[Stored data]
# # #
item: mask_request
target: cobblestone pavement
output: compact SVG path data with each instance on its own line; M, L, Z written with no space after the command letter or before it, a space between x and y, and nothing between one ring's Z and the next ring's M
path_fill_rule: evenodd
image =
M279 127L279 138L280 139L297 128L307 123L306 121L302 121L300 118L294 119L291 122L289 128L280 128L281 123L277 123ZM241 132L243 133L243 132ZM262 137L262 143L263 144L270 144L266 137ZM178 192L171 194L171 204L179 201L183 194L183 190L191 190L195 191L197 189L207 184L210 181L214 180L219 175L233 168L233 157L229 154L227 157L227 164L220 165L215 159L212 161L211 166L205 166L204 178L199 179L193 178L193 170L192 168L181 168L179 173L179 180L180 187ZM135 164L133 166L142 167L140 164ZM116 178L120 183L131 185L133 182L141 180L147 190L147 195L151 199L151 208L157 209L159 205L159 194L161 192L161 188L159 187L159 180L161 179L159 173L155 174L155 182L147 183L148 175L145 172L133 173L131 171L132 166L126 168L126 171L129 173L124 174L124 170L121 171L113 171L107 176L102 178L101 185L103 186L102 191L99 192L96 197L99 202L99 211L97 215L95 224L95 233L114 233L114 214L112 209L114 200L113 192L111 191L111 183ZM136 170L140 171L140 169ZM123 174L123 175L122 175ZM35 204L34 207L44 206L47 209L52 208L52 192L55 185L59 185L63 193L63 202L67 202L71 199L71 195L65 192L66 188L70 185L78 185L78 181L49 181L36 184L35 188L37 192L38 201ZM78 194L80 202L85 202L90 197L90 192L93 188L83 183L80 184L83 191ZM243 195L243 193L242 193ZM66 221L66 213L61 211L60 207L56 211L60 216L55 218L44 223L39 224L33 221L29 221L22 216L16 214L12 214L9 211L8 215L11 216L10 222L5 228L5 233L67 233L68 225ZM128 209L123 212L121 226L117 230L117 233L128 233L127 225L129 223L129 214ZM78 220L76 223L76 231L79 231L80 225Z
# # #
■ **STATED TASK**: Rewrite the rows above, changing "cobblestone pavement" to "brick sidewalk" and leaving everything else the same.

■ **THE COMPLETED TASK**:
item: mask_request
target: brick sidewalk
output: compact SVG path data with each instance on its own line; M, L, Z written with no space after the command letter or before it, a space between x and y, and nothing between one ring's Z and the next ring's M
path_fill_rule: evenodd
image =
M279 127L279 138L280 139L297 128L307 123L306 121L302 121L300 118L294 119L291 122L289 128L280 128L281 123L277 123ZM241 132L243 133L243 132ZM262 137L262 143L263 144L270 144L266 137ZM178 192L171 194L171 204L179 201L183 194L183 190L191 190L195 191L197 189L207 184L210 181L214 180L219 175L233 168L233 157L229 154L227 157L227 164L220 165L215 159L212 161L211 166L205 166L204 178L199 179L193 178L193 170L192 168L181 168L179 173L179 180L180 187ZM135 164L133 166L142 167L140 164ZM116 178L120 183L131 185L133 182L141 180L147 190L147 195L151 199L151 208L157 209L159 205L159 194L161 192L161 188L159 187L159 180L161 179L159 173L155 174L155 182L147 183L148 175L145 172L133 173L131 171L132 166L126 168L126 171L129 173L124 174L124 170L121 171L113 171L107 176L102 178L101 185L103 186L102 191L99 192L96 197L99 202L99 211L97 215L95 224L95 233L114 233L114 214L112 209L114 200L113 192L111 191L111 183ZM136 170L140 171L140 169ZM123 174L123 175L122 175ZM35 204L34 207L44 206L47 209L52 208L52 192L55 185L59 185L63 193L63 202L67 202L71 199L71 195L65 192L66 188L70 185L78 185L78 181L49 181L36 184L35 188L37 192L38 201ZM78 194L80 202L85 202L90 197L90 192L93 188L83 183L80 184L83 191ZM243 195L243 193L242 193ZM66 221L66 213L61 211L60 207L56 211L60 216L55 218L44 223L39 224L33 221L29 221L22 216L16 214L12 214L9 211L8 215L11 216L10 222L5 228L5 233L67 233L68 225ZM128 209L123 212L121 226L117 230L117 233L128 233L127 225L129 223L129 214ZM78 220L76 223L76 231L79 231L80 225Z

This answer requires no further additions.